WHAT TO WORK ON: Your output must be the line containing "Would you mind pointing out the butterfly" followed by every later line in the entries below, all copied exactly.
Segment Start: DATA EXCERPTS
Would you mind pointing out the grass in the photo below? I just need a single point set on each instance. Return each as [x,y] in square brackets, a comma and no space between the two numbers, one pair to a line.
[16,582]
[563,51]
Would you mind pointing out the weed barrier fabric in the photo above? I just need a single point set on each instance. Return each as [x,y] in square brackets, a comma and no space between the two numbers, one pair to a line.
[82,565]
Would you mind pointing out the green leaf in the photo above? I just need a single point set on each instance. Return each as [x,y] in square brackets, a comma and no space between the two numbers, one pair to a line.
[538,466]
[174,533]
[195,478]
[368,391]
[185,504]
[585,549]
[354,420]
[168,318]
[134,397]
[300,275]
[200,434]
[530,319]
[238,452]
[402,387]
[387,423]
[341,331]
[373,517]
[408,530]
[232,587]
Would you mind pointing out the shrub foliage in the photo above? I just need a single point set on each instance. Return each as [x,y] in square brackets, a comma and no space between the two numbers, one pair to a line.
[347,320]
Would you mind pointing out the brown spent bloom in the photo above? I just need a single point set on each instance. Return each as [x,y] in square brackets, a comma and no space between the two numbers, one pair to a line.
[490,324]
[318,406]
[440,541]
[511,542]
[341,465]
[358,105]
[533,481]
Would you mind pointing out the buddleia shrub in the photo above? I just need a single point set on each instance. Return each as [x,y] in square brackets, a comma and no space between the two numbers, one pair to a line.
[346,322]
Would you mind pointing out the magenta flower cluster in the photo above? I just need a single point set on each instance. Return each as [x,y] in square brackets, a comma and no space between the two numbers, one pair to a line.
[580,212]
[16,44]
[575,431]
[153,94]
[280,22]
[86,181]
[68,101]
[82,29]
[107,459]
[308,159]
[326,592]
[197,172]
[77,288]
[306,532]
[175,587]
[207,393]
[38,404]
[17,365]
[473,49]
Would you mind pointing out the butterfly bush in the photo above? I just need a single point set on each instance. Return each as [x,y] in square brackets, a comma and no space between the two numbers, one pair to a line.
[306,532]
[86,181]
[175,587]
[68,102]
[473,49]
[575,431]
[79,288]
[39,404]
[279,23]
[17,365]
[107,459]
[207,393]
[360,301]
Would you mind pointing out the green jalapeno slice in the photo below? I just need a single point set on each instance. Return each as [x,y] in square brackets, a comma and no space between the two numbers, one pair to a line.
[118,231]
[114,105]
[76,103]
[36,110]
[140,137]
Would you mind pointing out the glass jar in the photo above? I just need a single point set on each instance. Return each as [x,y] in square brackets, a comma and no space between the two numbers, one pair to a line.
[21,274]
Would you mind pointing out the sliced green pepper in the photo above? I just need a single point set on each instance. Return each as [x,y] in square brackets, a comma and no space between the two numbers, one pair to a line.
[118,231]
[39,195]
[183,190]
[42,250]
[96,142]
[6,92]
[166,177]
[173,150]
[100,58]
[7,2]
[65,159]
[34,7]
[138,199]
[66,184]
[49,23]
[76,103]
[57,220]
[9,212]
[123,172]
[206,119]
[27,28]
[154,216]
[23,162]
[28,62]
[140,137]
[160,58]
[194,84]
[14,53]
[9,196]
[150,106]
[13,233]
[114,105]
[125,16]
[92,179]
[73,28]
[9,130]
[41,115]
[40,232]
Segment End: DATA EXCERPTS
TASK SOLUTION:
Would you mind pointing out the butterfly bush in the photo above? I just need a single point set on each instance. Return each as [x,y] in square brackets, a comma and no space between the two numbers, one pair to a line.
[306,532]
[86,181]
[175,587]
[68,102]
[473,49]
[575,431]
[79,288]
[39,404]
[279,23]
[17,365]
[107,459]
[207,393]
[360,301]
Would you mind pointing out the green jalapeno slice in the photo below? I just need a single point set on each instance. Return each as [x,y] in square brackets, a comma and no space between the two numbers, one pair to a line.
[118,231]
[114,105]
[76,103]
[36,110]
[140,137]
Would you mind pointing out the glass jar in the photo above? I just need a single point set on each instance. Return each as [x,y] in square brackets, a comma and no space between the two numbers, one pair to a line.
[21,274]
Would you mind pointing out the sliced green pepper in the photo above? I just need a single point set on each instance. Return each as [x,y] in square brackets, a comma and no space between the two numbers, one pair to a line.
[118,231]
[39,195]
[183,190]
[42,250]
[96,142]
[6,92]
[166,177]
[173,150]
[100,58]
[7,2]
[65,159]
[34,7]
[138,199]
[66,184]
[49,23]
[76,103]
[57,220]
[9,212]
[123,172]
[206,119]
[27,28]
[154,216]
[23,162]
[28,62]
[140,137]
[160,58]
[194,84]
[14,53]
[9,196]
[150,106]
[13,233]
[114,105]
[125,16]
[92,179]
[73,28]
[9,130]
[41,115]
[40,232]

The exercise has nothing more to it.